- _Your instructions_: If a line in the records below contains the word "pixel", copy it out.
Segment Start: Excerpted data
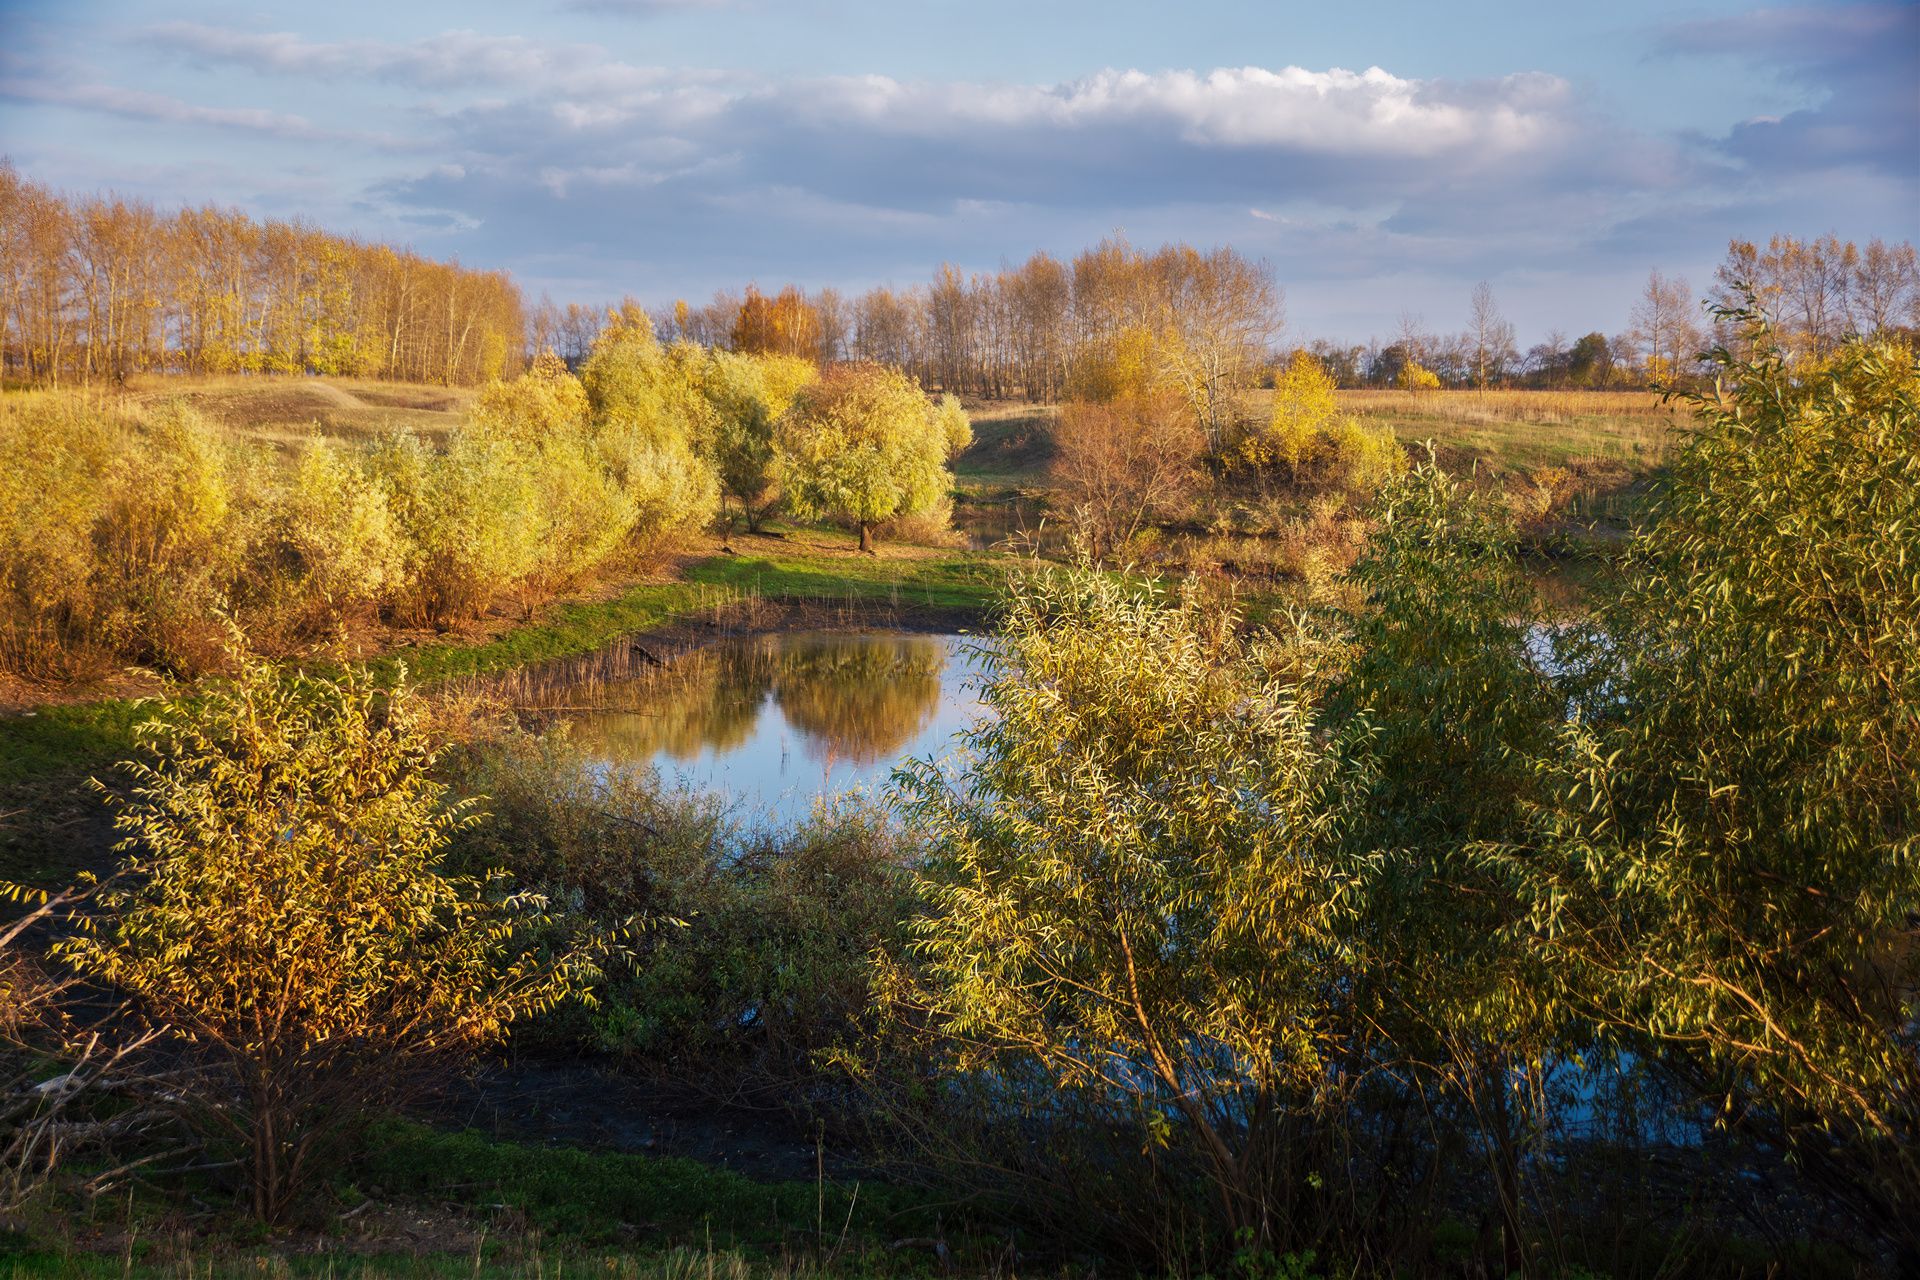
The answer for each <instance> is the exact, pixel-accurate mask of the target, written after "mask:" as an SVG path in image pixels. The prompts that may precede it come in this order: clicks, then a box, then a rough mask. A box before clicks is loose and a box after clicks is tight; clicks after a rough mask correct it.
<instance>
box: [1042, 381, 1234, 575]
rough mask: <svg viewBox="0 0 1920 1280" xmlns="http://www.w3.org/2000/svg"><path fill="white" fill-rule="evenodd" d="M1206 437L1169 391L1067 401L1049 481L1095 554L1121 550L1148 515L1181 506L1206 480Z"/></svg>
mask: <svg viewBox="0 0 1920 1280" xmlns="http://www.w3.org/2000/svg"><path fill="white" fill-rule="evenodd" d="M1204 451H1206V436H1204V434H1202V432H1200V426H1198V424H1196V422H1194V420H1192V415H1190V413H1188V409H1187V405H1185V401H1183V399H1181V397H1179V395H1177V393H1171V391H1162V393H1160V395H1154V397H1148V399H1119V401H1114V403H1106V405H1094V403H1071V405H1066V407H1064V409H1062V411H1060V418H1058V420H1056V422H1054V462H1052V470H1050V474H1052V480H1054V484H1056V486H1058V487H1060V493H1062V497H1064V501H1066V503H1068V510H1069V512H1071V518H1073V524H1075V528H1077V530H1079V533H1081V537H1083V539H1085V541H1087V551H1089V555H1092V557H1094V558H1096V560H1098V558H1106V557H1112V555H1119V553H1125V549H1127V543H1131V541H1133V537H1135V535H1137V533H1139V532H1140V530H1142V528H1146V524H1148V522H1150V520H1167V518H1175V516H1179V514H1181V512H1183V509H1185V507H1187V505H1188V503H1190V501H1192V499H1194V497H1196V493H1198V491H1200V486H1202V482H1204V472H1202V468H1200V461H1202V455H1204Z"/></svg>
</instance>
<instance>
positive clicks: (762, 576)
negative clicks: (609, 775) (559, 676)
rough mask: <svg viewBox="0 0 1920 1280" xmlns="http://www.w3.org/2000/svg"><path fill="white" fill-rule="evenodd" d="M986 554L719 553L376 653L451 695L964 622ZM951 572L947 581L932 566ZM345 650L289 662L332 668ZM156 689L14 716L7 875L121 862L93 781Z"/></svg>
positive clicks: (994, 598)
mask: <svg viewBox="0 0 1920 1280" xmlns="http://www.w3.org/2000/svg"><path fill="white" fill-rule="evenodd" d="M981 562H983V558H981V557H977V555H954V557H945V558H925V560H879V562H856V560H845V562H841V560H839V558H837V557H835V558H816V557H797V558H791V560H789V558H762V557H705V558H699V560H693V562H691V564H687V566H685V568H684V572H682V576H680V578H678V580H672V581H637V583H630V585H626V587H624V589H620V591H616V593H614V595H605V597H601V599H570V601H557V603H553V604H549V606H547V608H545V610H541V614H540V616H536V618H534V620H528V622H524V624H516V626H511V628H507V629H503V631H501V633H497V635H492V637H486V639H480V641H453V643H432V645H417V647H401V649H394V651H388V652H382V654H374V656H369V658H367V660H365V662H367V666H369V668H371V670H372V672H374V676H376V679H380V681H396V679H399V677H401V674H403V672H405V677H407V679H409V681H411V683H415V685H417V687H419V689H420V691H422V693H426V695H430V697H440V695H447V693H463V691H472V689H474V687H478V685H482V683H484V681H486V677H490V676H503V674H509V672H518V670H551V668H553V664H564V662H580V660H591V658H593V656H595V654H599V652H603V651H605V649H609V647H612V645H618V643H636V645H645V647H647V649H649V651H651V649H659V652H660V656H662V658H664V656H666V654H670V652H684V651H689V649H697V647H701V645H707V643H712V641H716V639H724V637H730V635H755V633H776V631H831V629H895V631H920V633H933V631H964V629H973V628H979V626H983V624H985V622H987V620H989V618H991V612H993V601H995V595H996V591H995V587H993V585H991V581H989V580H987V578H985V576H981V574H977V568H979V564H981ZM941 574H945V576H947V578H950V580H948V581H941V583H933V581H929V576H941ZM334 660H336V658H326V656H324V654H307V656H301V658H288V662H305V664H309V666H326V664H330V662H334ZM148 702H150V699H144V697H121V699H100V700H92V702H50V704H42V706H35V708H31V710H27V712H23V714H13V716H4V718H0V883H4V881H12V883H17V885H27V887H33V889H54V887H58V885H63V883H67V881H71V877H73V875H75V871H84V869H92V871H98V869H104V867H106V865H109V864H111V844H113V839H111V825H109V818H111V816H109V812H108V808H106V806H104V804H102V802H100V796H98V794H96V791H94V789H92V787H88V779H92V777H100V779H102V781H104V775H106V773H108V771H109V770H111V768H113V764H115V762H119V760H125V758H129V756H131V754H132V752H134V745H136V743H134V725H138V723H140V720H142V716H144V708H146V704H148Z"/></svg>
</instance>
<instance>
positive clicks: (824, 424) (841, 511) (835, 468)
mask: <svg viewBox="0 0 1920 1280" xmlns="http://www.w3.org/2000/svg"><path fill="white" fill-rule="evenodd" d="M970 439H972V428H970V426H968V422H966V415H964V413H962V411H960V409H958V401H952V403H948V401H947V399H943V401H941V403H933V401H929V399H927V397H925V393H924V391H922V390H920V388H918V386H916V384H914V382H912V378H908V376H906V374H902V372H899V370H893V368H879V367H877V365H841V367H837V368H831V370H828V372H826V374H824V376H822V378H820V382H814V384H812V386H808V388H804V390H803V391H801V393H799V395H797V397H795V401H793V407H791V409H789V411H787V416H785V418H783V422H781V438H780V443H781V478H783V482H785V489H787V503H789V505H791V507H793V510H795V512H797V514H801V516H806V518H828V520H847V522H849V524H852V526H856V528H858V530H860V551H872V549H874V526H876V524H879V522H881V520H891V518H895V516H912V514H920V512H925V510H931V509H933V507H935V505H939V503H941V501H943V499H945V497H947V495H948V493H950V491H952V472H948V470H947V462H948V459H950V457H952V455H954V453H958V451H960V449H964V447H966V443H968V441H970Z"/></svg>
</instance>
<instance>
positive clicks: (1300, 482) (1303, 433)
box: [1233, 351, 1405, 505]
mask: <svg viewBox="0 0 1920 1280" xmlns="http://www.w3.org/2000/svg"><path fill="white" fill-rule="evenodd" d="M1235 453H1236V457H1235V459H1233V461H1235V462H1240V464H1246V466H1252V468H1254V470H1256V472H1267V474H1275V476H1279V478H1283V480H1284V482H1286V484H1288V486H1292V487H1296V489H1300V491H1302V493H1338V495H1344V497H1348V499H1350V501H1354V503H1356V505H1365V503H1367V499H1371V497H1373V493H1375V491H1377V489H1379V487H1380V486H1382V484H1384V482H1386V480H1390V478H1392V476H1396V474H1400V472H1402V470H1405V455H1404V453H1402V449H1400V445H1398V443H1396V441H1394V434H1392V430H1388V428H1379V426H1363V424H1361V422H1357V420H1356V418H1352V416H1348V415H1346V413H1344V411H1342V409H1340V405H1338V401H1336V393H1334V382H1332V376H1331V374H1329V372H1327V368H1325V367H1323V365H1321V363H1319V361H1317V359H1315V357H1313V355H1309V353H1308V351H1294V357H1292V361H1290V363H1288V365H1286V368H1283V370H1281V372H1279V374H1277V376H1275V380H1273V413H1271V416H1269V418H1267V422H1265V424H1254V426H1248V428H1246V430H1242V432H1240V438H1238V441H1236V447H1235Z"/></svg>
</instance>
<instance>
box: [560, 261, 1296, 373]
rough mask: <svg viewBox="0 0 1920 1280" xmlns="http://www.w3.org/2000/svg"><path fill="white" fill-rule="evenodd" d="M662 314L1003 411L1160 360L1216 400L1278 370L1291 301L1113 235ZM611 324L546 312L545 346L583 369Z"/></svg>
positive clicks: (709, 334) (655, 318) (757, 291)
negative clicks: (552, 346)
mask: <svg viewBox="0 0 1920 1280" xmlns="http://www.w3.org/2000/svg"><path fill="white" fill-rule="evenodd" d="M651 315H653V322H655V328H657V330H659V332H660V336H662V338H685V340H691V342H697V344H701V345H716V347H732V349H735V351H753V353H780V355H803V357H806V359H812V361H820V363H831V361H841V359H852V361H870V363H876V365H891V367H895V368H902V370H906V372H910V374H914V376H918V378H920V382H922V384H925V386H929V388H939V390H943V391H956V393H964V395H983V397H993V399H1012V397H1021V395H1023V397H1027V399H1035V401H1056V399H1106V395H1104V390H1110V384H1114V382H1116V378H1117V380H1121V382H1127V380H1135V374H1133V372H1129V368H1127V367H1129V365H1140V363H1142V361H1146V363H1152V365H1154V367H1156V370H1158V372H1160V374H1162V376H1164V378H1165V380H1169V382H1177V384H1183V386H1187V388H1190V391H1192V399H1194V401H1196V403H1206V401H1210V399H1213V397H1215V395H1217V390H1219V388H1223V386H1231V384H1235V382H1240V380H1242V378H1244V374H1246V372H1248V370H1252V368H1261V367H1263V365H1265V363H1267V361H1269V359H1271V355H1273V342H1275V340H1277V338H1279V332H1281V324H1283V294H1281V288H1279V286H1277V284H1275V280H1273V271H1271V267H1269V265H1267V263H1263V261H1256V259H1250V257H1246V255H1242V253H1240V251H1236V249H1233V248H1215V249H1196V248H1192V246H1187V244H1167V246H1162V248H1160V249H1154V251H1146V249H1140V248H1135V246H1131V244H1127V240H1123V238H1110V240H1102V242H1100V244H1098V246H1094V248H1091V249H1085V251H1083V253H1079V255H1075V257H1073V259H1071V261H1060V259H1056V257H1052V255H1048V253H1035V255H1033V257H1029V259H1027V261H1025V263H1023V265H1020V267H1006V269H1002V271H998V273H991V274H987V273H975V274H964V273H962V271H960V269H956V267H952V265H943V267H941V269H939V271H937V273H935V276H933V280H931V282H929V284H925V286H914V288H904V290H895V288H874V290H868V292H866V294H860V296H843V294H841V292H839V290H831V288H828V290H818V292H812V294H803V292H801V290H799V288H795V286H787V288H783V290H781V292H780V294H778V296H772V297H770V296H764V294H760V292H758V288H755V286H747V290H745V292H743V294H733V292H720V294H714V297H712V301H710V303H707V305H703V307H691V305H687V303H685V301H680V303H674V305H670V307H662V309H657V311H653V313H651ZM595 322H597V313H595V311H591V309H588V307H578V305H570V307H564V309H561V307H555V305H551V303H541V305H540V307H536V309H534V313H532V330H530V338H532V344H534V345H536V347H540V345H553V347H555V349H557V351H559V353H561V355H563V357H566V359H568V361H576V359H580V355H584V351H586V349H588V347H591V344H593V330H595Z"/></svg>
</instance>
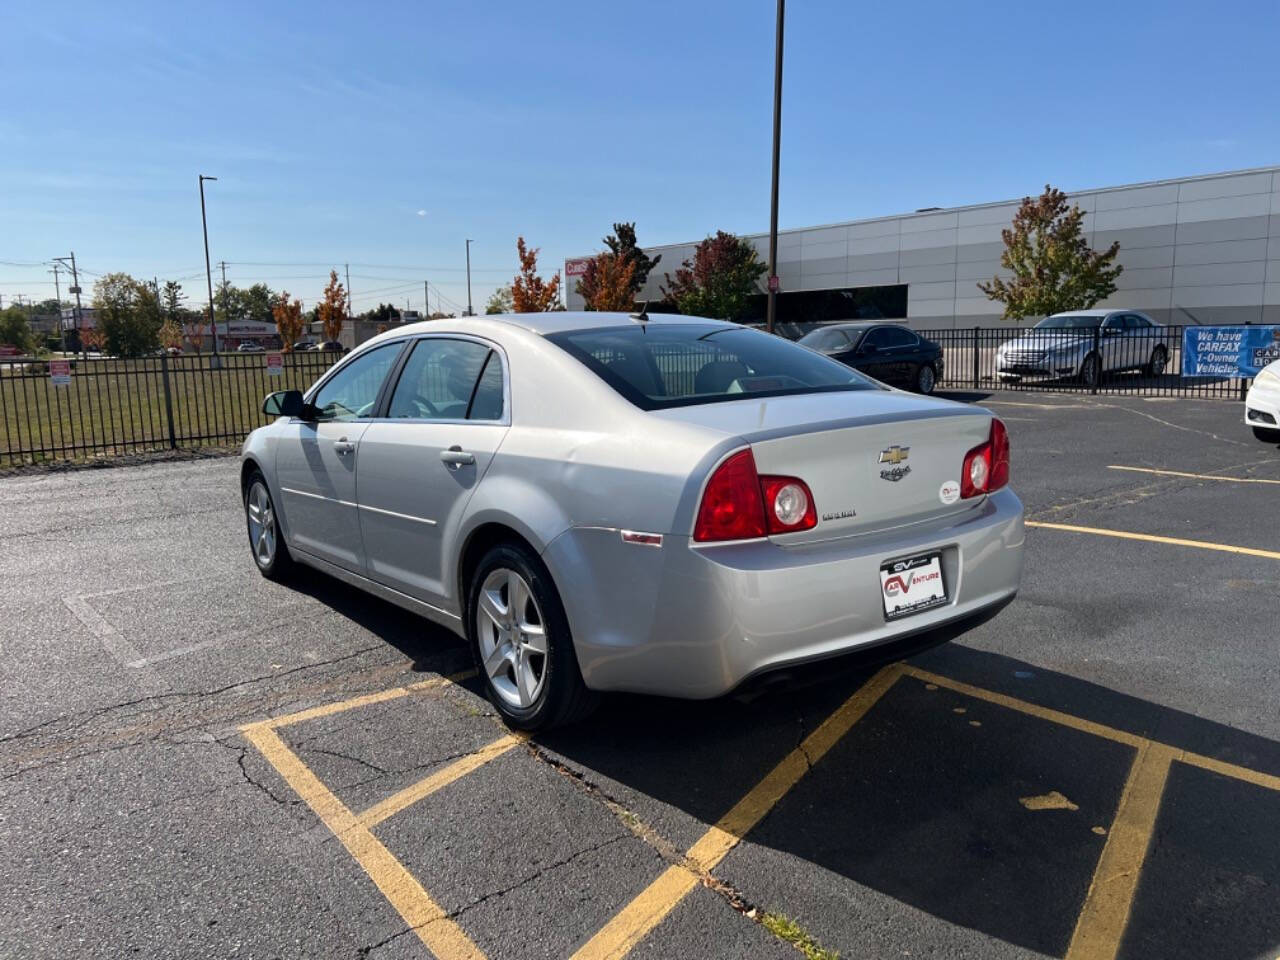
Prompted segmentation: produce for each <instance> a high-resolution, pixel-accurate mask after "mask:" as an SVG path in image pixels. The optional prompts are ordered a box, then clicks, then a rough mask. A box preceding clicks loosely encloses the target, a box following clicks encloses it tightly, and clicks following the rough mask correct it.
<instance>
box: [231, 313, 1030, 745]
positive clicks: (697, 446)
mask: <svg viewBox="0 0 1280 960" xmlns="http://www.w3.org/2000/svg"><path fill="white" fill-rule="evenodd" d="M264 411H265V412H266V413H269V415H275V416H276V420H275V421H274V422H273V424H270V425H269V426H264V428H260V429H259V430H255V431H253V433H252V434H251V435H250V436H248V439H247V440H246V443H244V449H243V462H242V474H241V480H242V492H243V498H244V511H246V518H247V522H248V539H250V545H251V548H252V553H253V559H255V562H256V563H257V567H259V570H260V571H261V572H262V573H264V575H265V576H268V577H273V579H274V577H280V576H283V575H285V573H287V572H289V571H291V568H292V567H293V566H294V564H296V563H305V564H307V566H310V567H315V568H317V570H320V571H324V572H326V573H330V575H333V576H335V577H339V579H342V580H344V581H347V582H351V584H355V585H357V586H360V588H362V589H365V590H369V591H370V593H372V594H376V595H379V596H383V598H385V599H388V600H390V602H393V603H397V604H401V605H403V607H407V608H408V609H412V611H417V612H420V613H421V614H424V616H425V617H428V618H430V620H433V621H435V622H438V623H442V625H444V626H445V627H448V628H451V630H453V631H456V632H457V634H461V635H463V636H466V637H467V640H468V641H470V644H471V645H472V649H474V652H475V655H476V659H477V663H479V664H480V667H481V673H483V676H484V678H485V684H486V686H488V692H489V696H490V698H492V699H493V703H494V704H495V707H497V708H498V709H499V710H500V712H502V714H503V717H504V718H506V719H507V721H508V722H509V723H511V724H513V726H516V727H522V728H539V727H544V726H549V724H554V723H561V722H567V721H570V719H572V718H575V717H579V716H581V714H582V713H584V712H585V710H586V709H588V707H589V704H590V703H591V700H593V692H594V691H604V690H631V691H641V692H650V694H664V695H673V696H686V698H708V696H716V695H719V694H723V692H726V691H728V690H732V689H733V687H736V686H737V685H740V684H741V682H742V681H745V680H748V678H749V677H753V676H755V675H759V673H763V672H767V671H774V669H777V668H781V667H785V666H788V664H795V663H800V662H805V660H813V659H818V658H823V657H829V655H835V654H838V653H842V652H846V650H851V649H855V648H860V646H868V645H873V644H881V643H884V641H890V640H895V639H897V637H904V636H906V635H911V634H919V632H923V631H929V630H933V628H937V627H941V626H943V625H956V628H959V626H961V625H963V623H961V622H964V621H968V620H969V618H977V617H980V616H989V614H991V613H992V612H993V611H996V609H998V608H1000V607H1001V605H1002V604H1005V603H1007V602H1009V600H1010V599H1011V598H1012V596H1014V594H1015V593H1016V590H1018V585H1019V579H1020V575H1021V553H1023V507H1021V503H1020V502H1019V499H1018V497H1016V495H1014V493H1012V492H1011V490H1010V489H1009V486H1007V481H1009V439H1007V435H1006V433H1005V428H1004V424H1002V422H1001V421H1000V420H997V419H996V417H993V416H992V415H991V413H989V412H988V411H986V410H983V408H980V407H972V406H963V404H959V403H951V402H947V401H940V399H932V398H925V397H918V396H913V394H908V393H902V392H899V390H891V389H887V388H884V387H882V385H879V384H876V383H874V381H872V380H869V379H867V378H864V376H863V375H860V374H858V372H856V371H854V370H850V369H849V367H846V366H844V365H841V364H837V362H835V361H832V360H828V358H827V357H823V356H820V355H818V353H815V352H813V351H809V349H805V348H804V347H799V346H796V344H795V343H790V342H787V340H785V339H782V338H777V337H771V335H768V334H765V333H760V332H756V330H750V329H746V328H742V326H739V325H736V324H727V323H718V321H712V320H699V319H694V317H682V316H644V315H635V316H628V315H626V314H570V312H556V314H521V315H513V316H498V317H468V319H463V320H452V321H445V320H439V321H433V323H424V324H413V325H410V326H404V328H399V329H397V330H394V332H388V333H385V334H383V335H380V337H376V338H374V339H372V340H370V342H367V343H365V344H362V346H361V347H358V348H357V349H356V351H353V352H352V353H351V355H348V356H347V357H344V358H343V360H342V361H339V362H338V364H335V365H334V366H333V367H332V369H330V370H329V371H328V372H326V374H325V375H324V376H323V378H321V379H320V380H319V381H317V383H316V384H315V385H314V387H311V389H310V390H307V393H306V396H302V394H301V393H298V392H284V393H275V394H271V396H270V397H268V398H266V401H265V403H264Z"/></svg>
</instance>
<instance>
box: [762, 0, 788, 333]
Segment End: Excerpted data
- _Reply_:
The answer for each <instance> is the exact, pixel-accurate mask of the target, written after "mask:" as an SVG path in image pixels. The prompts that may precede it come in this order: clicks, then a box, then a rough mask. A box before clicks is loose and a box after clicks is tight; clicks after a rough mask correct it.
Prompted segmentation: produce for each <instance> a high-resolution, pixel-accurate mask after "mask:" as an SVG path in image pixels. The optional prompts are ordered a box, then clicks, then a rough mask. A box preceding clicks loosely encloses the target, a box following clicks encloses it tightly, and clicks following the rough mask correct it.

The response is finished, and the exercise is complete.